··· Dataset excerpts ···

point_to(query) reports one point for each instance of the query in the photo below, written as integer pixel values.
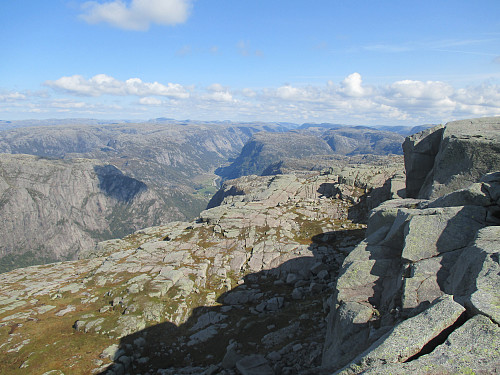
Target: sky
(351, 62)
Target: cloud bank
(103, 84)
(138, 14)
(349, 101)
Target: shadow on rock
(273, 321)
(115, 184)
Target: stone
(231, 356)
(434, 231)
(113, 352)
(420, 151)
(476, 274)
(473, 348)
(468, 150)
(254, 365)
(402, 342)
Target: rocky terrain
(84, 185)
(266, 149)
(50, 209)
(283, 276)
(251, 274)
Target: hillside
(81, 188)
(233, 267)
(283, 276)
(50, 209)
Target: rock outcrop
(441, 160)
(423, 285)
(243, 288)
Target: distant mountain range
(92, 180)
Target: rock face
(441, 160)
(51, 209)
(140, 175)
(243, 288)
(264, 150)
(426, 266)
(175, 159)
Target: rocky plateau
(331, 271)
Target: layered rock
(441, 160)
(243, 287)
(426, 275)
(51, 209)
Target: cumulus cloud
(137, 14)
(149, 100)
(102, 84)
(352, 85)
(11, 97)
(349, 100)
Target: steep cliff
(249, 278)
(50, 209)
(419, 295)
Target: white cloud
(138, 14)
(11, 97)
(352, 85)
(148, 100)
(348, 101)
(102, 84)
(433, 90)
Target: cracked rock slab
(408, 337)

···

**Assigned task:** Copy, exactly and with nothing added, the lines from the one containing "Target: cumulus cloud" through the end of the records.

**Written reply:**
Target: cumulus cloud
(137, 14)
(149, 100)
(102, 84)
(352, 85)
(11, 97)
(349, 100)
Target: steep cliff
(249, 278)
(50, 209)
(419, 295)
Target: white cloud
(138, 14)
(11, 97)
(352, 85)
(148, 100)
(348, 101)
(102, 84)
(433, 90)
Target: cracked rock slab
(408, 337)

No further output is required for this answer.